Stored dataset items
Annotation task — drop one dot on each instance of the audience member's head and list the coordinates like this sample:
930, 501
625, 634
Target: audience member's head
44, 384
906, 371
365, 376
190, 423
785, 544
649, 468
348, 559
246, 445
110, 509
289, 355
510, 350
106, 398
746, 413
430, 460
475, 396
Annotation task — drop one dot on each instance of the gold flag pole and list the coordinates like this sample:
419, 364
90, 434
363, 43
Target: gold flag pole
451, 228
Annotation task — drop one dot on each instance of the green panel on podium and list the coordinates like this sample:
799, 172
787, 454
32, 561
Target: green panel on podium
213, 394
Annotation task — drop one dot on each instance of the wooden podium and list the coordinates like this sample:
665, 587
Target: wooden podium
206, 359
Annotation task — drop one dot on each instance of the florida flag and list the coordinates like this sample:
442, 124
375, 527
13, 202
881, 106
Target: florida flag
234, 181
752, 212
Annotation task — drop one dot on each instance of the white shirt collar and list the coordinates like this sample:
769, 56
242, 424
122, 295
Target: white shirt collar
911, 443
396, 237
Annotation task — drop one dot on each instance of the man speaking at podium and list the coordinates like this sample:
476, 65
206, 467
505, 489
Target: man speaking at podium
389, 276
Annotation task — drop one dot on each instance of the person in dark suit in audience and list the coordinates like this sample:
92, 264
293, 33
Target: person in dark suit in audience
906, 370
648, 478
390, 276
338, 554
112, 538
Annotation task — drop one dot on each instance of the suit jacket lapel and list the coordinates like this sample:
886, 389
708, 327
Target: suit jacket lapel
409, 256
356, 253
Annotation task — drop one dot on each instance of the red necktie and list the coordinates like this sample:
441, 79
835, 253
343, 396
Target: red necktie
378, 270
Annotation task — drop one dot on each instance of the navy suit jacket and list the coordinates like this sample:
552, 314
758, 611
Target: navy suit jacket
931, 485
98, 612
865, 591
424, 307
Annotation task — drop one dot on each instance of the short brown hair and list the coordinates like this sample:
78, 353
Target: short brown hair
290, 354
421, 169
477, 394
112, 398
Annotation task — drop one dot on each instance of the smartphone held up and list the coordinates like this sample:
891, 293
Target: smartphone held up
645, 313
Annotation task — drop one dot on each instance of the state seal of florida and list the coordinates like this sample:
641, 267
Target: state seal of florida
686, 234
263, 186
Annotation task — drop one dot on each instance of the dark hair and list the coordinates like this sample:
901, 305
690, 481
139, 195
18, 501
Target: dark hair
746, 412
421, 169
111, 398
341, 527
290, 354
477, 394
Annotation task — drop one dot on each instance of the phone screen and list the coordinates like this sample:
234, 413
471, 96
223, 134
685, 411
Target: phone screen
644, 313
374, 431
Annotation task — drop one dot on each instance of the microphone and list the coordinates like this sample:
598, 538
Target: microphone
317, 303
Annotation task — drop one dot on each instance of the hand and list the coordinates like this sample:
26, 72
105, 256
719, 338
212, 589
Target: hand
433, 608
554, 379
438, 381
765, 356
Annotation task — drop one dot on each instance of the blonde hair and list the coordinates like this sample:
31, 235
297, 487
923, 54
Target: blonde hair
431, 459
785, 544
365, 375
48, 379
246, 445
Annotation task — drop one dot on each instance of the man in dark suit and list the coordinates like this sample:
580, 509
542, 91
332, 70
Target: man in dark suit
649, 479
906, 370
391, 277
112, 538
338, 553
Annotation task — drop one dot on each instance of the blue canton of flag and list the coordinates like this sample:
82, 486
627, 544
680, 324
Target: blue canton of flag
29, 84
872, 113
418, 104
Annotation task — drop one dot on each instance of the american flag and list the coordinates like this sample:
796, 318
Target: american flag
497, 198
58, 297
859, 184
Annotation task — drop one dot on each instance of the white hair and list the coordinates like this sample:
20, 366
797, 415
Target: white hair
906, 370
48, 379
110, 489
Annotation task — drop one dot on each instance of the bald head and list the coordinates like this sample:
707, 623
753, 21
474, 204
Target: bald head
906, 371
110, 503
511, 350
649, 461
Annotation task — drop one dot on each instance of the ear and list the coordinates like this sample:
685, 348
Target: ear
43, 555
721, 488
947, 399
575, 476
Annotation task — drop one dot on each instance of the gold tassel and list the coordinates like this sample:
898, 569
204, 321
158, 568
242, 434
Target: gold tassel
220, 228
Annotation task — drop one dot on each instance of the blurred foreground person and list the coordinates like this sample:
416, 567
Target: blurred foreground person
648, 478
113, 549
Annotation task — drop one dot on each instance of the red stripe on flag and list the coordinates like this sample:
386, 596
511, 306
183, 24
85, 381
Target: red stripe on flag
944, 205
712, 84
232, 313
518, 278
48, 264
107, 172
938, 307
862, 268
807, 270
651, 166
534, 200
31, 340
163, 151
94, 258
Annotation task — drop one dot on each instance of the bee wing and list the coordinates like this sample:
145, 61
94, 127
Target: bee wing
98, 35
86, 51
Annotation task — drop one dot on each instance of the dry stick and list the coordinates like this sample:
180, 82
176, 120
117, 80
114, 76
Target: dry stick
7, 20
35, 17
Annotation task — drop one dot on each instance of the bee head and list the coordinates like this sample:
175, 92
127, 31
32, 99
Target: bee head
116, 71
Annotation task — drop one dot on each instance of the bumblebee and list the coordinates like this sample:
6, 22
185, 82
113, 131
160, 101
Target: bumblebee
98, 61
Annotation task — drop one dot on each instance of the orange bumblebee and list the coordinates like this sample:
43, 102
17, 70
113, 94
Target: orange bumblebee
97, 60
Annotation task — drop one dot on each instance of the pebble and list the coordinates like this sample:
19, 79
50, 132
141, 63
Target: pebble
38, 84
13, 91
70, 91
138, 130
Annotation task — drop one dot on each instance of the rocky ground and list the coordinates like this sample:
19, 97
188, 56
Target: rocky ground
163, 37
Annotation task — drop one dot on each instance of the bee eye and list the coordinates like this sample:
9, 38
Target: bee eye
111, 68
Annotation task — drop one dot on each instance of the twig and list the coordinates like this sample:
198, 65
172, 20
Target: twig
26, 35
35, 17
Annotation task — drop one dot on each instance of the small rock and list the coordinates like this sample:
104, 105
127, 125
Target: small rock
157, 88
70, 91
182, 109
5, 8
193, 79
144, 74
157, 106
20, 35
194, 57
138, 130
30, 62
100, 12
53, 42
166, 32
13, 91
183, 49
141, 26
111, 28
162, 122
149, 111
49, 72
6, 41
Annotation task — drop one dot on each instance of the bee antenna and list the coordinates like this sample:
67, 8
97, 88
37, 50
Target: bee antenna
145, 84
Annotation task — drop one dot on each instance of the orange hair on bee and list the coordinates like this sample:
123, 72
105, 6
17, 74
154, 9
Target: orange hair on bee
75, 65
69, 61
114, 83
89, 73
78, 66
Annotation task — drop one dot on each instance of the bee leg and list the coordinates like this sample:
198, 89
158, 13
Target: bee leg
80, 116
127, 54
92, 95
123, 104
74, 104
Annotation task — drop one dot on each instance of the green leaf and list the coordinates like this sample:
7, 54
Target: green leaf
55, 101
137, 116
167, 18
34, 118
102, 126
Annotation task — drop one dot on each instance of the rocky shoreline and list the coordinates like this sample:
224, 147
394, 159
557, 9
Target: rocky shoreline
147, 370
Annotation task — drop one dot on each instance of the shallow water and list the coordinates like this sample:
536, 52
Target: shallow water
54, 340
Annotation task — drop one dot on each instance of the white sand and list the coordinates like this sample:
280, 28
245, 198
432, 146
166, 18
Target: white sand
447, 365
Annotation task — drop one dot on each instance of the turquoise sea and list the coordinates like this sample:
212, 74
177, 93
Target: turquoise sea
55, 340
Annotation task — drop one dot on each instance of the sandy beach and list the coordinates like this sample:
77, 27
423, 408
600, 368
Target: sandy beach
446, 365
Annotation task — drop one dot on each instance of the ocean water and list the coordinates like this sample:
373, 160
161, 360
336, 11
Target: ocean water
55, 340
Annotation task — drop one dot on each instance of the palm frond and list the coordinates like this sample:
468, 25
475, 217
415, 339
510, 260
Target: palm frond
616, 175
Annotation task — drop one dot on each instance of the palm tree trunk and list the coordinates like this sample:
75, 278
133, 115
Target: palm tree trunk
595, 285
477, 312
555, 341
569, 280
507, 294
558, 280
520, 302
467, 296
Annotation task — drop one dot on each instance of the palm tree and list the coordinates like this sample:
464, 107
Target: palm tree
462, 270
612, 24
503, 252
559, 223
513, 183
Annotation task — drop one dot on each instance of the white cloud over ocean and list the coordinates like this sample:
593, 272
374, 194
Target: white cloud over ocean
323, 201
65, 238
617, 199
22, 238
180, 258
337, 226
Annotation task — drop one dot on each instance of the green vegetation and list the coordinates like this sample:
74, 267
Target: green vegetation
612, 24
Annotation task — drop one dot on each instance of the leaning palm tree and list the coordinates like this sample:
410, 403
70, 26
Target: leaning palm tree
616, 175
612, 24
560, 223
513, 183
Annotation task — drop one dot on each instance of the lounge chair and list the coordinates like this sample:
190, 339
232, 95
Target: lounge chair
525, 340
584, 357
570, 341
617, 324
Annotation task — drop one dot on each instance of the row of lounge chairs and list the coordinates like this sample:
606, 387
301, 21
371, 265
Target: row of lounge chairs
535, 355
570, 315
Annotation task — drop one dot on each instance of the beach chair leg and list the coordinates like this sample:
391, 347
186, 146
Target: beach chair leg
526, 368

▸ EXERCISE PROMPT: Could you transcribe the entries exactly, from the first line through the line containing "the gold flag", and give nothing more?

▸ RESPONSE AREA:
Annotation task — drop one dot on each instance of the audience member's head and list the coordinates like this sample:
930, 501
625, 634
Target: audience member's head
44, 384
906, 371
365, 376
190, 423
785, 544
649, 468
348, 559
246, 445
110, 509
289, 355
510, 350
106, 398
746, 413
430, 460
475, 396
Annotation task — drop one dot on each instance of the gold flag pole and list the coordinates like this sample:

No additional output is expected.